Work to do –
Write down each entry again, exactly as it reads.

++++ Record excerpts

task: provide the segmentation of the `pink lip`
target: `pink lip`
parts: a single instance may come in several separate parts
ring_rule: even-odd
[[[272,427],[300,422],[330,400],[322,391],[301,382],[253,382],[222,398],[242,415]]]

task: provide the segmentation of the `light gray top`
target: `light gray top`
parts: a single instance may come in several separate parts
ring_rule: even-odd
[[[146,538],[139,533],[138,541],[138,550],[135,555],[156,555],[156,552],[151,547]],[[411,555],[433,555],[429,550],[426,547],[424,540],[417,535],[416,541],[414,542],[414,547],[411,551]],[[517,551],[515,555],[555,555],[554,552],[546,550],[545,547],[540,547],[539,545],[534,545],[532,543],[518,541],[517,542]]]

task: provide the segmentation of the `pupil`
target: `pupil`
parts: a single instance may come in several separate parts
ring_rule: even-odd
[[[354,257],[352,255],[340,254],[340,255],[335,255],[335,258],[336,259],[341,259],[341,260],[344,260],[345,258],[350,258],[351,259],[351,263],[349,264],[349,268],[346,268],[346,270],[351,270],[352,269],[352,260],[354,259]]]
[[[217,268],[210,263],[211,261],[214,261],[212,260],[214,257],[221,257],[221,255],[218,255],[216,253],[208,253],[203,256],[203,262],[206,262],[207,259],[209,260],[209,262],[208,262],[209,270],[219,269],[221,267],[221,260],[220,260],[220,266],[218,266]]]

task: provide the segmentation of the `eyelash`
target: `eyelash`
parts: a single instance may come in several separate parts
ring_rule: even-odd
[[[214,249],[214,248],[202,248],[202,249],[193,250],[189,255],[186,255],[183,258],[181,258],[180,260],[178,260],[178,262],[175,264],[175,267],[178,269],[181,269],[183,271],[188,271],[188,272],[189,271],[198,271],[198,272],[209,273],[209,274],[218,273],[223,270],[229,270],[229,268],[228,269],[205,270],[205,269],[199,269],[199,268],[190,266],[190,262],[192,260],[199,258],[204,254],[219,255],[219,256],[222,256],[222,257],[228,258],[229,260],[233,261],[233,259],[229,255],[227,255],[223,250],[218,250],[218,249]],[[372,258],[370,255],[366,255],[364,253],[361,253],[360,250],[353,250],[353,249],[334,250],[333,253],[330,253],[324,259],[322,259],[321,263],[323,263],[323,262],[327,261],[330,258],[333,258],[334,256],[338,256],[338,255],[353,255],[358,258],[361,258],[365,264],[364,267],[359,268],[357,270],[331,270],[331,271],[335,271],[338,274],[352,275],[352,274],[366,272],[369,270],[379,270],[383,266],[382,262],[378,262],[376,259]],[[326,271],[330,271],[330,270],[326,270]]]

++++++++

Answer to the exercise –
task: provide the segmentation of the `pink lip`
target: `pink lip`
parts: a single instance may come in several separate parts
ring_rule: even-odd
[[[272,427],[300,422],[330,400],[322,391],[301,382],[253,382],[222,398],[242,415]]]

task: provide the segmentation of the `light gray top`
target: `light gray top`
parts: a single instance may come in several separate parts
ring_rule: even-odd
[[[146,538],[139,533],[138,541],[138,550],[135,555],[156,555],[156,552],[151,547]],[[411,555],[433,555],[429,550],[426,547],[424,540],[417,535],[416,541],[414,542],[414,547],[411,551]],[[517,551],[515,555],[555,555],[554,552],[546,550],[545,547],[540,547],[539,545],[534,545],[532,543],[518,541],[517,542]]]

task: provide the segmentation of the `pupil`
target: `pupil`
parts: a single instance may come in several separate parts
ring_rule: even-odd
[[[354,257],[352,255],[340,254],[340,255],[335,255],[335,258],[336,259],[341,259],[341,260],[344,260],[345,258],[350,258],[351,259],[351,263],[349,264],[349,268],[346,268],[346,270],[351,270],[352,269],[352,260],[354,259]]]
[[[217,268],[210,263],[211,261],[214,261],[212,260],[214,257],[221,257],[221,255],[218,255],[216,253],[208,253],[203,256],[203,262],[206,262],[207,259],[209,260],[209,262],[208,262],[209,270],[219,269],[221,267],[221,260],[220,260],[220,266],[218,266]]]

task: provide the segmentation of the `eyelash`
target: `eyelash`
parts: a single instance may come in several separate parts
ring_rule: even-odd
[[[214,249],[214,248],[202,248],[202,249],[193,250],[189,255],[186,255],[183,258],[181,258],[180,260],[178,260],[178,262],[175,264],[175,267],[178,269],[181,269],[183,271],[188,271],[188,272],[189,271],[198,271],[198,272],[209,273],[209,274],[218,273],[223,270],[229,270],[229,268],[228,269],[205,270],[205,269],[199,269],[199,268],[190,266],[190,262],[192,260],[199,258],[204,254],[219,255],[219,256],[222,256],[222,257],[228,258],[229,260],[233,261],[233,259],[229,255],[227,255],[223,250],[218,250],[218,249]],[[372,258],[370,255],[366,255],[364,253],[361,253],[360,250],[353,250],[353,249],[334,250],[333,253],[330,253],[324,259],[322,259],[321,263],[323,263],[323,262],[327,261],[330,258],[333,258],[334,256],[338,256],[338,255],[353,255],[358,258],[361,258],[365,264],[364,267],[359,268],[357,270],[331,270],[331,271],[335,271],[338,274],[352,275],[352,274],[366,272],[369,270],[379,270],[383,266],[382,262],[378,262],[376,259]],[[326,271],[330,271],[330,270],[326,270]]]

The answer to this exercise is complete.